**Ваши задания:**
A - Соответствуют ли тексту «Правила жизни Муслима Магомаева» утверждения: (i) Магомаев соглашался давать три концерта; (ii) Магомаев часто отменял концерты; (iii) Магомаеву нравится, когда его узнают? На каждое ответьте «да» или «нет» и приведите решающие слова текста дословно.
B - Перепишите фрагмент текста «Правила жизни Муслима Магомаева» от «Правила жизни Муслима» до «о завтрашнем дне.», заменив «художником» на «скульптором».
C - Кого Магомаев в тексте «Правила жизни Муслима Магомаева» называет человеком, способным заниматься за фортепиано по 8 часов?

**Выбранный отрывок:**
****************************************

Правила жизни Муслима Магомаева
«Предпочитаю точку ставить сам. Но не хочу громко хлопать дверьми»
На три концерта я никогда не соглашался, да не только теперь, но и в прежние времена не гнался за количеством концертов. Старался поберечь не только себя, но и зрителя. Ведь если артист поставил концертную деятельность на поток, то о каком творчестве можно рассуждать всерьез?
У меня нет планов, нет даже распорядка дня. Утром не знаю, что буду делать вечером. У меня непредсказуемый характер: я даже концерты часто отменял.
Я мог бы быть художником, композитором, пианистом. Почему не стал? Наверное, из-за своей восточной лени.
Я ведь всю жизнь жил самотеком и никогда всерьез не думал о завтрашнем дне.
Уважаю людей, которые могут сесть за фортепиано и заниматься по 8 часов, как Святослав Рихтер. Он мог всю ночь работать над ноткой. А я репетировал только для оркестра. Приходил, брал ноты и пел как бог на душу положит. Эстрадный певец должен спеть все, что у него на сердце. А голос — это последнее.
Я и сам готовить люблю, на кухне импровизирую так же, как в жизни, как в музыке. А еще я обои могу клеить, плинтусы забивать…
Мне не нравится, когда меня узнают. Я стеснительный человек.
Главное — не действовать друг другу на нервы. Я никогда не лезу с вопросами, куда идет моя жена. Захочет — сама скажет.

****************************************

**Содержимое набора данных:**
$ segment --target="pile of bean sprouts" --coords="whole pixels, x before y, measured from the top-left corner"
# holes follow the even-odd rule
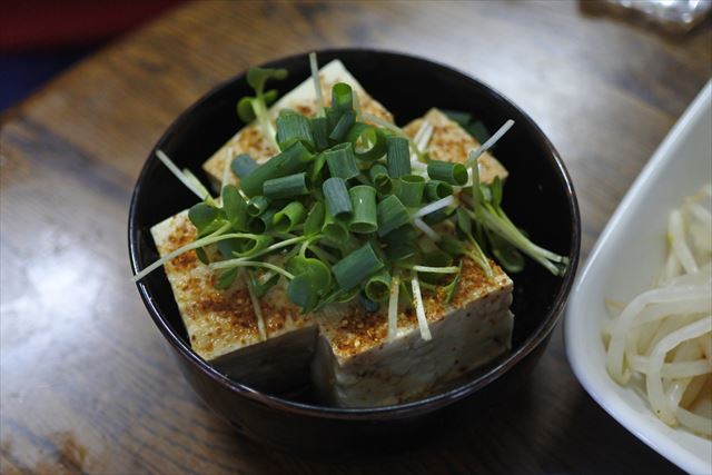
[[[712,437],[711,208],[706,185],[670,212],[670,250],[654,288],[620,305],[603,335],[611,377],[640,383],[661,420],[705,437]]]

****************************************

**Ответы с решениями:**
A -
(i) Нет: «На три концерта я никогда не соглашался».
(ii) Да: «я даже концерты часто отменял».
(iii) Нет: «Мне не нравится, когда меня узнают».

B -
Правила жизни Муслима Магомаева
«Предпочитаю точку ставить сам. Но не хочу громко хлопать дверьми»
На три концерта я никогда не соглашался, да не только теперь, но и в прежние времена не гнался за количеством концертов. Старался поберечь не только себя, но и зрителя. Ведь если артист поставил концертную деятельность на поток, то о каком творчестве можно рассуждать всерьез?
У меня нет планов, нет даже распорядка дня. Утром не знаю, что буду делать вечером. У меня непредсказуемый характер: я даже концерты часто отменял.
Я мог бы быть скульптором, композитором, пианистом. Почему не стал? Наверное, из-за своей восточной лени.
Я ведь всю жизнь жил самотеком и никогда всерьез не думал о завтрашнем дне.

C - Святослава Рихтера.